**TASK**
Identify every line in the records below that contains the word "water", and copy each of those lines.

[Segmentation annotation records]
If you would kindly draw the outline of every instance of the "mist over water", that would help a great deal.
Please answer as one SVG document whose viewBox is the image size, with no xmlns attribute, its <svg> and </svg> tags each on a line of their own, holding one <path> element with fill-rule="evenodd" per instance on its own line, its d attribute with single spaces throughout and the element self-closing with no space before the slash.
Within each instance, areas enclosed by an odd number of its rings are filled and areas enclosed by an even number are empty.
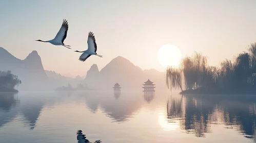
<svg viewBox="0 0 256 143">
<path fill-rule="evenodd" d="M 22 91 L 0 101 L 1 142 L 77 142 L 77 130 L 91 142 L 255 142 L 253 96 Z"/>
</svg>

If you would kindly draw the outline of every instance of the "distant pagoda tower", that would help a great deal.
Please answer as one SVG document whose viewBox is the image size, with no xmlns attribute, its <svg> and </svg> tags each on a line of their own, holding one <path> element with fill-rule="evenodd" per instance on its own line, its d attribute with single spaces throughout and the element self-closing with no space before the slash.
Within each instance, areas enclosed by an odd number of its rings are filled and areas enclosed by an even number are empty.
<svg viewBox="0 0 256 143">
<path fill-rule="evenodd" d="M 155 87 L 154 86 L 155 84 L 153 84 L 153 82 L 151 82 L 149 79 L 147 81 L 144 82 L 145 84 L 143 84 L 144 87 L 142 88 L 144 88 L 143 92 L 154 92 L 154 88 Z"/>
<path fill-rule="evenodd" d="M 121 90 L 121 87 L 120 86 L 120 85 L 118 83 L 116 83 L 114 85 L 114 87 L 113 87 L 114 88 L 114 90 Z"/>
</svg>

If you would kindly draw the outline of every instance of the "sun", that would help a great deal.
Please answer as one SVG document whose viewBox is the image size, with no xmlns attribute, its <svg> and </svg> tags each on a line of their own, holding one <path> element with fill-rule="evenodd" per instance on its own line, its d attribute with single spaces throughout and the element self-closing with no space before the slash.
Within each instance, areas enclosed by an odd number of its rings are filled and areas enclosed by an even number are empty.
<svg viewBox="0 0 256 143">
<path fill-rule="evenodd" d="M 168 65 L 178 66 L 181 59 L 181 51 L 174 45 L 163 45 L 158 52 L 158 60 L 164 67 Z"/>
</svg>

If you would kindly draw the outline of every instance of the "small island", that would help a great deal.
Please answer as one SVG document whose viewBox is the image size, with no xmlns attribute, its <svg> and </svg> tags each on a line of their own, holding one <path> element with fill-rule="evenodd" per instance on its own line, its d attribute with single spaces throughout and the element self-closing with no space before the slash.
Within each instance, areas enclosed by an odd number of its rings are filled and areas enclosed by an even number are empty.
<svg viewBox="0 0 256 143">
<path fill-rule="evenodd" d="M 11 71 L 0 71 L 0 92 L 17 92 L 18 85 L 22 84 L 22 81 L 18 76 L 11 74 Z"/>
<path fill-rule="evenodd" d="M 209 66 L 207 58 L 195 53 L 183 59 L 180 67 L 169 66 L 166 84 L 182 94 L 256 94 L 256 42 L 233 60 Z"/>
<path fill-rule="evenodd" d="M 56 91 L 84 91 L 90 90 L 89 88 L 87 87 L 86 85 L 83 85 L 82 84 L 80 84 L 76 88 L 73 88 L 70 84 L 68 85 L 67 86 L 63 86 L 62 87 L 59 87 L 55 89 Z"/>
</svg>

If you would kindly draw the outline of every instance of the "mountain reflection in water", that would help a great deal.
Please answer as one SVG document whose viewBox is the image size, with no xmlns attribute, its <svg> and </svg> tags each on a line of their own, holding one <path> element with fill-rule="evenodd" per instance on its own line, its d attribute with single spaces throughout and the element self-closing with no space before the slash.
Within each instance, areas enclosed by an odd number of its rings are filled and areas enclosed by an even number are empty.
<svg viewBox="0 0 256 143">
<path fill-rule="evenodd" d="M 256 96 L 183 95 L 167 100 L 167 118 L 179 121 L 187 133 L 205 137 L 211 127 L 223 124 L 247 138 L 255 137 Z"/>
</svg>

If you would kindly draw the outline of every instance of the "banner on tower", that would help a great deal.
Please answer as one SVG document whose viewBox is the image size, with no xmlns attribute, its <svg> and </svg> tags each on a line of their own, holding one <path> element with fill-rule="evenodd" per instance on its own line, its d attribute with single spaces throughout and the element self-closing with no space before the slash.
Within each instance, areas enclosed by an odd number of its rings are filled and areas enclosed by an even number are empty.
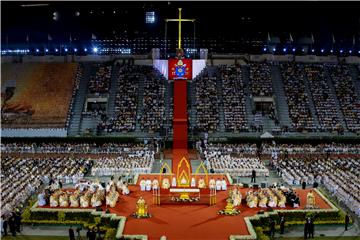
<svg viewBox="0 0 360 240">
<path fill-rule="evenodd" d="M 169 59 L 169 80 L 192 79 L 192 59 Z"/>
</svg>

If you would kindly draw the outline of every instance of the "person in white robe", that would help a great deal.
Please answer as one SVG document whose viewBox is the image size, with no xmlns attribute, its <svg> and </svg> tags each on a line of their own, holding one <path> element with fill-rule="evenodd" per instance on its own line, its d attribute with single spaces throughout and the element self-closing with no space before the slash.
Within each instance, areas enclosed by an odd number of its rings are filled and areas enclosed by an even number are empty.
<svg viewBox="0 0 360 240">
<path fill-rule="evenodd" d="M 168 178 L 164 178 L 162 180 L 161 188 L 163 189 L 169 189 L 170 188 L 170 181 Z"/>
<path fill-rule="evenodd" d="M 220 181 L 220 179 L 216 180 L 216 191 L 221 191 L 221 181 Z"/>
<path fill-rule="evenodd" d="M 191 185 L 190 186 L 191 187 L 196 187 L 196 181 L 195 181 L 194 177 L 191 178 Z"/>
<path fill-rule="evenodd" d="M 172 178 L 171 186 L 176 187 L 176 178 L 175 177 Z"/>
<path fill-rule="evenodd" d="M 140 181 L 140 191 L 145 191 L 146 188 L 146 181 L 145 179 L 141 179 Z"/>
<path fill-rule="evenodd" d="M 130 190 L 129 187 L 126 183 L 124 183 L 121 187 L 122 190 L 122 195 L 129 195 L 130 194 Z"/>
<path fill-rule="evenodd" d="M 45 200 L 45 194 L 44 193 L 40 193 L 38 195 L 38 206 L 42 207 L 46 205 L 46 200 Z"/>
<path fill-rule="evenodd" d="M 159 181 L 156 178 L 152 182 L 152 187 L 154 190 L 157 190 L 159 188 Z"/>
<path fill-rule="evenodd" d="M 210 179 L 209 181 L 209 188 L 210 189 L 215 189 L 216 188 L 216 182 L 213 178 Z"/>
<path fill-rule="evenodd" d="M 146 191 L 151 191 L 151 180 L 148 178 L 145 182 Z"/>
<path fill-rule="evenodd" d="M 225 178 L 221 181 L 221 190 L 226 191 L 227 190 L 227 184 Z"/>
</svg>

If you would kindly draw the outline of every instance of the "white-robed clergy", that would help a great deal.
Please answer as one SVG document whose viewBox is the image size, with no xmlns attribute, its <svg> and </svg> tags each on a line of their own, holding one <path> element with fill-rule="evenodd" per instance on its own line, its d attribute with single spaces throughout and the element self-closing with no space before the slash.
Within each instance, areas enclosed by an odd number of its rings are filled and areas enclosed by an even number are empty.
<svg viewBox="0 0 360 240">
<path fill-rule="evenodd" d="M 145 182 L 146 191 L 151 191 L 151 180 L 147 179 Z"/>
<path fill-rule="evenodd" d="M 38 206 L 42 207 L 46 205 L 46 200 L 45 200 L 45 194 L 44 193 L 40 193 L 38 195 Z"/>
<path fill-rule="evenodd" d="M 121 193 L 122 193 L 122 195 L 129 195 L 130 194 L 129 187 L 128 187 L 127 183 L 125 183 L 125 182 L 121 186 Z"/>
<path fill-rule="evenodd" d="M 221 191 L 221 180 L 220 179 L 216 180 L 216 191 Z"/>
<path fill-rule="evenodd" d="M 225 178 L 221 181 L 221 190 L 226 191 L 227 190 L 227 184 Z"/>
<path fill-rule="evenodd" d="M 209 181 L 209 188 L 210 189 L 215 189 L 216 188 L 216 183 L 215 183 L 215 180 L 213 178 L 211 178 L 210 181 Z"/>
<path fill-rule="evenodd" d="M 140 191 L 145 191 L 146 181 L 145 179 L 141 179 L 140 181 Z"/>
<path fill-rule="evenodd" d="M 175 177 L 173 177 L 173 179 L 171 181 L 171 186 L 176 187 L 176 178 Z"/>
<path fill-rule="evenodd" d="M 152 187 L 154 190 L 159 188 L 159 181 L 156 178 L 152 182 Z"/>
<path fill-rule="evenodd" d="M 195 181 L 194 177 L 191 178 L 191 185 L 190 186 L 191 187 L 196 187 L 196 181 Z"/>
</svg>

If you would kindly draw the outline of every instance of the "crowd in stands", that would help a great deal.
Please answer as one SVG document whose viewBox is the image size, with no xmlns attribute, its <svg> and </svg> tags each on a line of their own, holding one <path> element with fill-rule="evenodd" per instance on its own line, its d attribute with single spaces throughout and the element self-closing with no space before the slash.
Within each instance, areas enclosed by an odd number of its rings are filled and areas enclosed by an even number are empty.
<svg viewBox="0 0 360 240">
<path fill-rule="evenodd" d="M 165 79 L 153 67 L 142 66 L 145 74 L 141 130 L 158 131 L 165 118 Z"/>
<path fill-rule="evenodd" d="M 269 170 L 256 156 L 256 144 L 208 144 L 200 150 L 204 163 L 215 173 L 229 173 L 231 176 L 269 176 Z"/>
<path fill-rule="evenodd" d="M 208 70 L 195 79 L 196 128 L 199 131 L 214 132 L 219 127 L 219 108 L 216 77 L 210 77 Z"/>
<path fill-rule="evenodd" d="M 222 65 L 219 67 L 219 72 L 223 86 L 225 130 L 247 130 L 241 68 L 240 66 Z"/>
<path fill-rule="evenodd" d="M 149 149 L 124 152 L 121 156 L 97 159 L 91 169 L 94 176 L 112 176 L 135 173 L 151 173 L 154 151 Z"/>
<path fill-rule="evenodd" d="M 323 184 L 334 196 L 360 216 L 360 158 L 303 157 L 276 162 L 280 175 L 290 185 Z"/>
<path fill-rule="evenodd" d="M 253 96 L 273 95 L 271 67 L 267 63 L 250 63 L 250 84 Z"/>
<path fill-rule="evenodd" d="M 97 126 L 98 131 L 135 131 L 137 99 L 141 66 L 123 66 L 117 73 L 117 92 L 115 96 L 115 117 L 104 119 Z"/>
<path fill-rule="evenodd" d="M 297 63 L 279 65 L 289 106 L 292 128 L 296 131 L 315 130 L 314 120 L 309 107 L 309 97 L 305 90 L 305 75 Z"/>
<path fill-rule="evenodd" d="M 320 131 L 339 130 L 339 116 L 336 102 L 325 76 L 323 64 L 304 65 L 310 91 L 315 104 L 315 110 L 319 119 Z"/>
<path fill-rule="evenodd" d="M 79 64 L 77 66 L 77 70 L 76 70 L 76 74 L 75 74 L 75 78 L 74 78 L 75 79 L 74 80 L 74 88 L 72 90 L 71 101 L 69 104 L 69 110 L 68 110 L 68 114 L 67 114 L 67 118 L 66 118 L 66 125 L 65 125 L 66 128 L 69 126 L 71 116 L 74 114 L 73 108 L 74 108 L 75 97 L 76 97 L 76 94 L 78 93 L 78 90 L 80 87 L 80 81 L 81 81 L 83 75 L 84 75 L 84 68 L 81 64 Z"/>
<path fill-rule="evenodd" d="M 14 211 L 50 181 L 77 181 L 90 162 L 72 157 L 12 157 L 1 158 L 1 212 Z M 65 181 L 64 181 L 65 182 Z"/>
<path fill-rule="evenodd" d="M 89 93 L 95 95 L 108 93 L 110 90 L 112 66 L 97 64 L 96 68 L 95 76 L 92 75 L 89 79 Z"/>
<path fill-rule="evenodd" d="M 359 144 L 323 143 L 311 144 L 262 144 L 262 154 L 360 154 Z"/>
<path fill-rule="evenodd" d="M 144 149 L 153 147 L 131 143 L 1 143 L 2 153 L 126 153 Z"/>
<path fill-rule="evenodd" d="M 223 143 L 209 143 L 206 145 L 206 148 L 202 148 L 198 144 L 198 150 L 203 153 L 206 152 L 216 152 L 218 155 L 221 154 L 246 154 L 246 155 L 256 155 L 257 146 L 256 144 L 223 144 Z"/>
<path fill-rule="evenodd" d="M 360 101 L 349 67 L 345 64 L 331 64 L 327 65 L 327 71 L 333 81 L 347 128 L 358 132 L 360 130 Z"/>
</svg>

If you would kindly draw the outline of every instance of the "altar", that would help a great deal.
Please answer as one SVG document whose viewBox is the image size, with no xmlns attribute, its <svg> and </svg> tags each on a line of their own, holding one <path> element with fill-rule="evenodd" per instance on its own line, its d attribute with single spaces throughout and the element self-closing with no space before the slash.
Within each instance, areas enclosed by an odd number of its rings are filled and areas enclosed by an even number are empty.
<svg viewBox="0 0 360 240">
<path fill-rule="evenodd" d="M 209 188 L 176 187 L 153 190 L 153 203 L 162 204 L 202 204 L 216 203 L 216 190 Z"/>
</svg>

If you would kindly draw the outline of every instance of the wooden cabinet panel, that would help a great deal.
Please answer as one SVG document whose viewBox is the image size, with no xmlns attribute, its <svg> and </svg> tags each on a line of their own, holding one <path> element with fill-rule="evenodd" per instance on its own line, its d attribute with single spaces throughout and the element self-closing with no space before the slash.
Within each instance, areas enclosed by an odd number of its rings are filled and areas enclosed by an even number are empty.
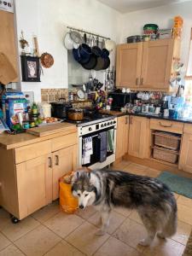
<svg viewBox="0 0 192 256">
<path fill-rule="evenodd" d="M 126 44 L 117 47 L 116 84 L 137 87 L 141 75 L 143 44 Z"/>
<path fill-rule="evenodd" d="M 129 150 L 130 155 L 148 158 L 150 155 L 149 119 L 130 116 Z"/>
<path fill-rule="evenodd" d="M 19 218 L 52 201 L 51 154 L 16 165 Z"/>
<path fill-rule="evenodd" d="M 150 129 L 183 134 L 183 123 L 151 119 Z"/>
<path fill-rule="evenodd" d="M 192 134 L 184 133 L 179 158 L 179 169 L 192 173 Z"/>
<path fill-rule="evenodd" d="M 14 14 L 0 10 L 0 52 L 6 55 L 18 73 Z M 12 82 L 18 82 L 18 79 Z"/>
<path fill-rule="evenodd" d="M 77 168 L 77 151 L 76 144 L 53 154 L 53 200 L 59 197 L 59 178 Z"/>
<path fill-rule="evenodd" d="M 49 153 L 51 153 L 51 141 L 17 148 L 15 149 L 15 163 L 19 164 Z"/>
<path fill-rule="evenodd" d="M 143 43 L 141 87 L 168 89 L 174 40 Z"/>
<path fill-rule="evenodd" d="M 129 116 L 117 119 L 116 160 L 128 152 Z"/>
<path fill-rule="evenodd" d="M 52 143 L 52 152 L 77 144 L 78 143 L 78 134 L 71 133 L 62 137 L 58 137 L 51 140 Z"/>
</svg>

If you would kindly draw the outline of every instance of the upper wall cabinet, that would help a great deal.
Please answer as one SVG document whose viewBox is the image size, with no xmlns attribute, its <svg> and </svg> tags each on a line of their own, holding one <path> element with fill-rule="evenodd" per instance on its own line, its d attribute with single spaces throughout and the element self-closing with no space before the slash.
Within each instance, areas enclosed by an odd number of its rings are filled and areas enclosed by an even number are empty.
<svg viewBox="0 0 192 256">
<path fill-rule="evenodd" d="M 3 53 L 18 73 L 14 14 L 0 10 L 0 53 Z M 18 79 L 11 81 L 17 82 Z"/>
<path fill-rule="evenodd" d="M 172 65 L 179 58 L 180 42 L 161 39 L 120 44 L 117 48 L 118 87 L 141 90 L 170 90 Z"/>
<path fill-rule="evenodd" d="M 126 44 L 117 47 L 116 84 L 138 87 L 141 77 L 143 44 Z"/>
</svg>

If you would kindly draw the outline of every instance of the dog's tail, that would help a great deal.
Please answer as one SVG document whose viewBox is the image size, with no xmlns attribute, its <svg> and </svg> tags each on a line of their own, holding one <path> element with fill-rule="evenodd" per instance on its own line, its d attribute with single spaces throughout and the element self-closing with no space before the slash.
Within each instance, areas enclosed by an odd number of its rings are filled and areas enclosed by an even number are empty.
<svg viewBox="0 0 192 256">
<path fill-rule="evenodd" d="M 177 203 L 174 201 L 174 204 L 172 206 L 169 218 L 163 228 L 162 234 L 165 237 L 172 236 L 177 231 Z"/>
</svg>

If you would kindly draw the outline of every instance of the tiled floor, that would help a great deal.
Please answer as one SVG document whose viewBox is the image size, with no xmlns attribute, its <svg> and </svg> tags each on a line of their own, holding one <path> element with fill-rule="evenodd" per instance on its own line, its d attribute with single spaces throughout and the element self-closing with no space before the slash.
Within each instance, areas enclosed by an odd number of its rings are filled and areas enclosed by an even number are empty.
<svg viewBox="0 0 192 256">
<path fill-rule="evenodd" d="M 128 161 L 115 169 L 157 177 L 160 172 Z M 192 200 L 175 194 L 177 234 L 166 241 L 155 238 L 149 247 L 138 245 L 146 230 L 136 211 L 116 209 L 108 234 L 96 236 L 99 213 L 93 207 L 67 215 L 55 202 L 13 224 L 0 209 L 0 256 L 181 256 L 192 230 Z"/>
</svg>

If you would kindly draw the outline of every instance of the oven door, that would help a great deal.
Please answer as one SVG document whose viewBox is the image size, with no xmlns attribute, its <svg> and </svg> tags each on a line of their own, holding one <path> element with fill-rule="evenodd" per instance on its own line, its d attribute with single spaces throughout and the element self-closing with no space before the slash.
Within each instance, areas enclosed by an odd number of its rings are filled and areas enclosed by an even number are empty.
<svg viewBox="0 0 192 256">
<path fill-rule="evenodd" d="M 101 144 L 101 136 L 100 132 L 107 132 L 107 147 L 106 147 L 106 159 L 101 160 L 101 153 L 102 153 L 102 144 Z M 84 135 L 79 137 L 79 166 L 86 166 L 90 167 L 91 166 L 97 166 L 96 163 L 101 163 L 102 166 L 104 162 L 108 162 L 108 159 L 111 158 L 112 155 L 115 155 L 115 144 L 116 144 L 116 130 L 114 127 L 110 127 L 110 129 L 103 129 L 100 132 L 93 132 L 88 135 Z M 91 137 L 92 138 L 92 154 L 90 155 L 90 160 L 84 161 L 84 140 Z M 110 141 L 109 141 L 110 140 Z M 108 163 L 110 164 L 110 163 Z"/>
</svg>

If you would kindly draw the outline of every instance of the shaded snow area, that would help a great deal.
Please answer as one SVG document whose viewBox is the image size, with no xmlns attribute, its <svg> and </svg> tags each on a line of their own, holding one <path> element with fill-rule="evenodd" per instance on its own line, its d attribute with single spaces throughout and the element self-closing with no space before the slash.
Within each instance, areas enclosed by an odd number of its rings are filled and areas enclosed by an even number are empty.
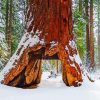
<svg viewBox="0 0 100 100">
<path fill-rule="evenodd" d="M 0 85 L 0 100 L 100 100 L 100 80 L 94 83 L 84 78 L 80 87 L 67 87 L 57 78 L 48 78 L 45 72 L 36 89 L 19 89 Z"/>
<path fill-rule="evenodd" d="M 36 33 L 39 33 L 39 30 L 37 30 Z M 43 39 L 40 40 L 38 35 L 33 36 L 32 34 L 26 32 L 18 45 L 18 49 L 16 50 L 14 55 L 10 58 L 5 68 L 1 71 L 0 81 L 4 79 L 4 75 L 6 75 L 11 68 L 15 67 L 18 59 L 23 54 L 24 50 L 28 47 L 33 47 L 36 44 L 43 45 L 44 40 Z"/>
</svg>

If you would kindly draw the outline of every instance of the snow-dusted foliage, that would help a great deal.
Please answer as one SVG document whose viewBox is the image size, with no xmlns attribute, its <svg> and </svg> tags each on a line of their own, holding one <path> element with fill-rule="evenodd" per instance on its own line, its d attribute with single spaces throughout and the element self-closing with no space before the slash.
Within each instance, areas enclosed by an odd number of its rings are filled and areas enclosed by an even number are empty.
<svg viewBox="0 0 100 100">
<path fill-rule="evenodd" d="M 72 48 L 72 49 L 77 49 L 74 40 L 69 41 L 69 44 L 68 44 L 68 45 L 69 45 L 70 48 Z M 70 51 L 69 51 L 69 48 L 68 48 L 67 45 L 65 46 L 65 50 L 68 52 L 69 59 L 70 59 L 71 61 L 73 61 L 73 62 L 75 61 L 79 66 L 82 66 L 82 60 L 80 59 L 80 56 L 79 56 L 78 51 L 77 51 L 77 54 L 73 54 L 73 56 L 72 56 L 72 55 L 70 55 Z M 71 66 L 72 66 L 72 67 L 75 67 L 75 64 L 73 63 L 73 64 L 71 64 Z"/>
</svg>

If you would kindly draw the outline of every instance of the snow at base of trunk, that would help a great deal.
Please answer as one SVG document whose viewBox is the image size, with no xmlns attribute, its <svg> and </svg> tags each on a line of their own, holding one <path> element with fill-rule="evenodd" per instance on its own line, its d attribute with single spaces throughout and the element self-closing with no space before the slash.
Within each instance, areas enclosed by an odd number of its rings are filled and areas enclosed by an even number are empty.
<svg viewBox="0 0 100 100">
<path fill-rule="evenodd" d="M 32 33 L 29 34 L 26 32 L 18 45 L 18 49 L 13 54 L 13 56 L 10 58 L 7 65 L 5 66 L 5 68 L 0 72 L 0 81 L 2 81 L 4 79 L 4 75 L 6 75 L 10 69 L 12 69 L 13 67 L 16 66 L 17 61 L 20 58 L 20 56 L 23 54 L 24 50 L 26 48 L 33 47 L 36 44 L 43 45 L 44 39 L 40 40 L 38 35 L 33 35 Z M 21 49 L 21 50 L 18 54 L 19 49 Z M 14 63 L 14 62 L 16 62 L 16 63 Z"/>
<path fill-rule="evenodd" d="M 100 100 L 100 80 L 85 83 L 80 87 L 67 87 L 57 78 L 47 79 L 49 73 L 42 75 L 42 81 L 36 89 L 19 89 L 0 84 L 1 100 Z"/>
</svg>

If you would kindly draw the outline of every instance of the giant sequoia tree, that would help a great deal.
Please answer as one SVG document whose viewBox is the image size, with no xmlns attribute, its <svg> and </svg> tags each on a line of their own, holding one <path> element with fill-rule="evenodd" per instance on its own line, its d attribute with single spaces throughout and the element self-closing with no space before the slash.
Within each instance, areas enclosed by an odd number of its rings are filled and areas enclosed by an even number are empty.
<svg viewBox="0 0 100 100">
<path fill-rule="evenodd" d="M 64 83 L 81 85 L 82 63 L 72 33 L 71 6 L 71 0 L 29 0 L 27 30 L 1 72 L 2 84 L 37 86 L 42 59 L 60 59 Z"/>
</svg>

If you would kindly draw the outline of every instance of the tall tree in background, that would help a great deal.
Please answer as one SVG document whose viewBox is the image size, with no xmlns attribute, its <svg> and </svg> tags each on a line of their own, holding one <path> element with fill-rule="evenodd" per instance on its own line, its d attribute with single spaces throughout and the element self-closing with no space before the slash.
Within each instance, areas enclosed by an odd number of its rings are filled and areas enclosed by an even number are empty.
<svg viewBox="0 0 100 100">
<path fill-rule="evenodd" d="M 83 4 L 82 4 L 82 0 L 79 0 L 79 12 L 82 15 L 82 8 L 83 8 Z"/>
<path fill-rule="evenodd" d="M 86 66 L 90 67 L 89 0 L 85 0 L 86 14 Z"/>
<path fill-rule="evenodd" d="M 37 86 L 41 60 L 60 59 L 64 83 L 80 86 L 82 62 L 73 36 L 72 0 L 29 0 L 28 8 L 27 31 L 1 72 L 1 83 Z"/>
<path fill-rule="evenodd" d="M 98 4 L 98 66 L 100 66 L 100 0 L 97 0 Z"/>
<path fill-rule="evenodd" d="M 90 0 L 90 67 L 94 69 L 93 0 Z"/>
</svg>

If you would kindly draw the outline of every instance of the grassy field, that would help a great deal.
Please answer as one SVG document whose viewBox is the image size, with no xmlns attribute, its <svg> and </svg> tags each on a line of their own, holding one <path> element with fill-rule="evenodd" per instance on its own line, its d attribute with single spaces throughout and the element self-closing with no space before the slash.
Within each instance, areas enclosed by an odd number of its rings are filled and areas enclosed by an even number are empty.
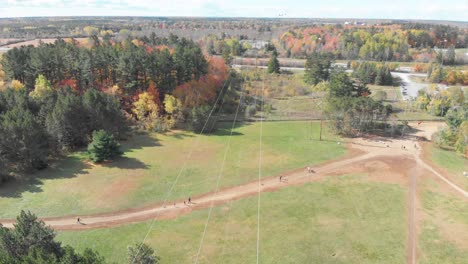
<svg viewBox="0 0 468 264">
<path fill-rule="evenodd" d="M 137 135 L 123 143 L 125 156 L 94 166 L 79 154 L 59 161 L 54 168 L 27 183 L 12 182 L 0 188 L 0 218 L 13 218 L 21 209 L 39 216 L 91 214 L 142 207 L 164 200 L 180 173 L 169 200 L 213 191 L 230 132 L 225 123 L 214 135 L 173 132 Z M 345 153 L 335 142 L 318 138 L 319 125 L 311 122 L 263 124 L 263 174 L 278 173 L 338 158 Z M 235 128 L 220 187 L 234 186 L 258 177 L 259 123 Z M 325 138 L 333 139 L 325 132 Z M 198 142 L 198 143 L 197 143 Z M 194 149 L 190 158 L 188 154 Z"/>
<path fill-rule="evenodd" d="M 365 177 L 339 176 L 262 194 L 260 263 L 404 263 L 406 191 Z M 146 243 L 163 263 L 193 263 L 207 213 L 158 221 Z M 149 226 L 60 232 L 58 239 L 124 263 L 127 245 L 141 242 Z M 200 263 L 255 263 L 256 237 L 257 197 L 215 207 Z"/>
<path fill-rule="evenodd" d="M 422 185 L 424 213 L 419 238 L 420 263 L 462 264 L 468 259 L 468 204 L 460 198 L 435 192 L 438 183 Z"/>
<path fill-rule="evenodd" d="M 468 169 L 468 160 L 454 151 L 444 150 L 436 146 L 429 146 L 429 158 L 439 167 L 446 169 L 450 179 L 460 187 L 468 190 L 468 178 L 463 176 L 463 172 Z"/>
</svg>

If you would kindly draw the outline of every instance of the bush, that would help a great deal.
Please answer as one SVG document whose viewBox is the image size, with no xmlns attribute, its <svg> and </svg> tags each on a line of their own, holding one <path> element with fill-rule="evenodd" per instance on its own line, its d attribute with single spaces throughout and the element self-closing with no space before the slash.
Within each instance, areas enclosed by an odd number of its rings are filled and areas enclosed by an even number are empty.
<svg viewBox="0 0 468 264">
<path fill-rule="evenodd" d="M 93 132 L 93 141 L 88 145 L 88 157 L 91 161 L 102 162 L 120 155 L 122 155 L 120 144 L 113 135 L 104 130 Z"/>
</svg>

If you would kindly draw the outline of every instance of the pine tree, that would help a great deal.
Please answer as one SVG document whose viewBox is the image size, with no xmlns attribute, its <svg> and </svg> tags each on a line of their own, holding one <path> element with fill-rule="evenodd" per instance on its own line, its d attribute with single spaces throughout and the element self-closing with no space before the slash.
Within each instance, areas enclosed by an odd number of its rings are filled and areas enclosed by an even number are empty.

**WRITTEN RESPONSE**
If you would kindly draw the outline of every instance of the "mist over water", that would help a great deal.
If you would kindly draw the outline of every instance of the "mountain reflection in water", that would help a great deal.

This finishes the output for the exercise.